--- EXTRAIT DU DOCUMENT ---
┄┄┄┄┄┄┄┄┄┄┄┄┄┄┄┄┄┄┄┄

Dans l'œuvre législative des princes chrétiens, quelquefois admirable, trop souvent imbue des préjugés de l'antique civilisation, on voit éclater à découvert, on touche, pour ainsi dire, du doigt la lutte entre les deux esprits qui se disputaient l'empire du monde et dont le conflit tenait en suspens son avenir. Tantôt l'esprit chrétien l'emporte, à la suite d'efforts heureux de l'Église : tantôt le paganisme, survivant à toutes les blessures qu'il a reçues, regagne quelques-unes des positions occupées par son ennemi, ou maintient contre ses entreprises quelques points en apparence inexpugnables. La victoire des principes chrétiens se dessine, cependant, à mesure que le IVe siècle avance vers son terme : pendant le Ve siècle ce mouvement se continue. L'indignité ou l'incapacité de certains princes, les malheurs croissants de l'empire, ne l'arrêtent pas. C'est le propre du droit romain d'avoir toujours progressé, malgré les vices des hommes et les misères des temps. Ni Néron, ni Domitien, ni aucun des monstres qui parurent pendant l'espace de trois siècles sur le trône des Césars, ne jetèrent leur ombre sur l'œuvre législative qui s'élaborait à côté d'eux et en leur nom : au contraire, plusieurs des progrès du droit classique datent du règne des plus mauvais princes. Il n'en fut pas autrement à l'époque chrétienne. Les lois se précipitèrent comme d'elles-mêmes, par une sorte de vitesse acquise, dans le sens de la justice et de la charité évangéliques. Ce que le rationalisme avait fait, timidement, avec bien des incertitudes et des contradictions, pendant les trois premiers siècles de l'empire, l'Église se fit, avec une autorité, une certitude et un dévouement tout autres, pendant les siècles suivants. A travers mille obstacles, elle maintint la législation dans une voie de progrès continu. Dans ce monument de grandiose, mais froide et presque cruelle architecture, que l'on appelle le droit romain, et qu'Ozanam comparaît au Colisée, elle planta la croix. Au langage ému de certaines constitutions des princes chrétiens, on reconnaît que l'Église est derrière le législateur, lui inspirant des pensées nouvelles, versant dans des formules arides une onction jusque-là inconnue.

┄┄┄┄┄┄┄┄┄┄┄┄┄┄┄┄┄┄┄┄

--- DONNÉES BRUTES ---

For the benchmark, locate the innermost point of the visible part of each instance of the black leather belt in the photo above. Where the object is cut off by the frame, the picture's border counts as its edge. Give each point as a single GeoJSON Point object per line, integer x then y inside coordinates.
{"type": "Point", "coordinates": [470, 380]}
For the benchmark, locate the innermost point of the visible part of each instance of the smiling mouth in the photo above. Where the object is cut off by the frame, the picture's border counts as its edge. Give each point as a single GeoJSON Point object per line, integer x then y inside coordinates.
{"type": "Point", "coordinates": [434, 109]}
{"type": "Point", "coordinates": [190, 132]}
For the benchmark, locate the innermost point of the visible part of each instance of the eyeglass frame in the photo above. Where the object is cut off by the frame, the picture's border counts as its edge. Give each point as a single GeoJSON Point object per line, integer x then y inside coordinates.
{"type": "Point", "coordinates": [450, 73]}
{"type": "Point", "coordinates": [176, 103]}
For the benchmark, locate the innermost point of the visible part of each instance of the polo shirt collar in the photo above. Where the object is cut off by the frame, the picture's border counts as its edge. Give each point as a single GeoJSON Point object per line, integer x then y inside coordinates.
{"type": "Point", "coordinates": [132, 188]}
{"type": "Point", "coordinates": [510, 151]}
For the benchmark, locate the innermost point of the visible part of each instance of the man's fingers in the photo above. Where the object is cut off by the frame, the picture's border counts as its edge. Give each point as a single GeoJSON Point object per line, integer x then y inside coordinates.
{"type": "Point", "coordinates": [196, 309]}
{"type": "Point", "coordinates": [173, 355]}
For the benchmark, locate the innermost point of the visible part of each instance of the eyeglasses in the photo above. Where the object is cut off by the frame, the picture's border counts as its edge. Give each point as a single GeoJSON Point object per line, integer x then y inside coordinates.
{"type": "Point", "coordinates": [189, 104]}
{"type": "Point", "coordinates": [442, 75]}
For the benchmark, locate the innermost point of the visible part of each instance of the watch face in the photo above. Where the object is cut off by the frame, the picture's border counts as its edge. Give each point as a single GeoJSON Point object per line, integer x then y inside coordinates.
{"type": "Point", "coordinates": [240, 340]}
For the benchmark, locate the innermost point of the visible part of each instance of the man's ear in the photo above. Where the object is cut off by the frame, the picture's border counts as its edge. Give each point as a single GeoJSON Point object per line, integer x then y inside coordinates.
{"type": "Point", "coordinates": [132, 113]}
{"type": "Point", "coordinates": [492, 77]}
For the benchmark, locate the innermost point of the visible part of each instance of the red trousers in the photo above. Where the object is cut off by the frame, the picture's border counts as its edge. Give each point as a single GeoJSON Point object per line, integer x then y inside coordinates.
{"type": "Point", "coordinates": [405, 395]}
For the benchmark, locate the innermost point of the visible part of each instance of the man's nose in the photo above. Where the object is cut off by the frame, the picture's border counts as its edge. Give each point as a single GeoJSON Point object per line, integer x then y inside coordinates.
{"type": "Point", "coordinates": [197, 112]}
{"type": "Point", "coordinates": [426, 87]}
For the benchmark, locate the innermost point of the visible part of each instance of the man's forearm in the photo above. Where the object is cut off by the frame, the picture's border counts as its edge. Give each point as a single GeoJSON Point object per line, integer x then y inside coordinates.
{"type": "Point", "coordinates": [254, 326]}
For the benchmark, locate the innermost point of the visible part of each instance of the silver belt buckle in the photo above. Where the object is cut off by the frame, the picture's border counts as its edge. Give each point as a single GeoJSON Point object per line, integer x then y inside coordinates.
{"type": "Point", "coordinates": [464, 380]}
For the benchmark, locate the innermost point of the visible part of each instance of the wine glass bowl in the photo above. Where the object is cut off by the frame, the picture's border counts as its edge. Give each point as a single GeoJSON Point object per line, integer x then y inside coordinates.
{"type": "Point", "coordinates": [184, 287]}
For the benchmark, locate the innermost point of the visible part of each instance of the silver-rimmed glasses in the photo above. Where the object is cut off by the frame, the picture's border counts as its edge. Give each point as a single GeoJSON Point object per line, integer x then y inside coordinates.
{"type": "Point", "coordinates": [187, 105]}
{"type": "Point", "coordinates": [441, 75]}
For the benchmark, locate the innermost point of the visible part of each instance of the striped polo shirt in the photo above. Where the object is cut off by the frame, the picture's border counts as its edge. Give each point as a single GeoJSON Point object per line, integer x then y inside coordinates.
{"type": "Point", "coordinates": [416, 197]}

┄┄┄┄┄┄┄┄┄┄┄┄┄┄┄┄┄┄┄┄

--- ÉNONCÉ ---
Prolongez, s'il vous plaît, le texte sur le droit romain et l'Église à partir de sa dernière phrase.

--- RÉPONSE RÉDIGÉE ---
Lorsque Constantin défend de marquer les condamnés au visage, où réside l'image de la beauté divine, et que, à partir de ce moment, s'introduit l'usage de remplacer par des colliers ou des médailles portant le nom du maître et quelquefois le monogramme du Christ les stigmates que l'on imprimait auparavant au front de l'esclave fugitif[2] ; lorsqu'il abolit le supplice de la croix, jusque-là réservée aux esclaves, mais consacrée à ses yeux par la mort d'un Dieu ; lorsque, en vue de prévenir l'exposition ou la vente des enfants, il accorde sur le trésor public et même sur son domaine privé des aliments aux familles pauvres ; lorsqu'il déclare coupables d'homicide les maîtres dont les mauvais traitements, énumérés avec un accent d'indignation et d'horreur, auraient causé la mort de leurs esclaves ; lorsqu'il donne à la manumission prononcée devant les prêtres et le peuple fidèle le pouvoir de conférer les droits du citoyen, et accorde même ce pouvoir à la seule volonté d'affranchir exprimée par un clerc ; lorsque, devançant son siècle, il déclare abolis les combats de gladiateurs ; lorsqu'il défend aux administrateurs chargés de la location des terres domaniales de diviser les familles des esclaves qui y étaient attachés, de séparer les enfants de leurs parents, les sœurs de leurs frères, les femmes de leurs maris, fécond principe d'humanité qui s'étendit peu à peu à tous les partages de biens-fonds ; lorsque, par une profonde et délicate sollicitude pour les droits de la conscience, il déclare libre l'esclave, chrétien ou non, qu'un juif aurait circoncis : malgré les lacunes qui s'y rencontrent encore, cette belle suite de lois nous apparaît comme un des triomphes les plus éclatants de l'esprit chrétien[3]. Les unes ont été promulguées pendant que l'apologiste Lactance était aux côtés de l'empereur, plusieurs sont adressées à des évêques. il en est qui avaient été réclamées par des synodes provinciaux, l'une même est datée de l'année du concile de Nicée, et semble inspirée par les Pères de ce concile : Constantin avait accepté la collaboration de l'Église, et celle-ci l'aidait, selon l'expression d'un de ses panégyristes, à corriger l'aspérité des lois par la Justice éternelle[4].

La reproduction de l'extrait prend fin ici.